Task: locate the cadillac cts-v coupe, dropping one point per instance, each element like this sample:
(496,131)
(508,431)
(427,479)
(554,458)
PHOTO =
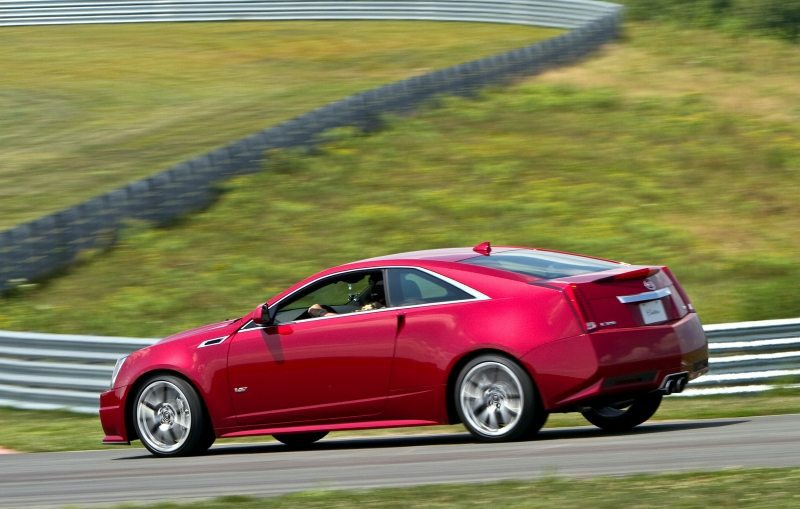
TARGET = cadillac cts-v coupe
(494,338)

--------------------------------

Written task> Switch "cadillac cts-v coupe" to "ford mustang convertible" throughout the material and write it all out again, changing nothing else and leaving out the pictures.

Complete response>
Task: locate the ford mustang convertible, dropping one point per instance, each element like this sample:
(496,131)
(508,431)
(427,479)
(554,458)
PHOTO =
TARGET = ford mustang convertible
(494,338)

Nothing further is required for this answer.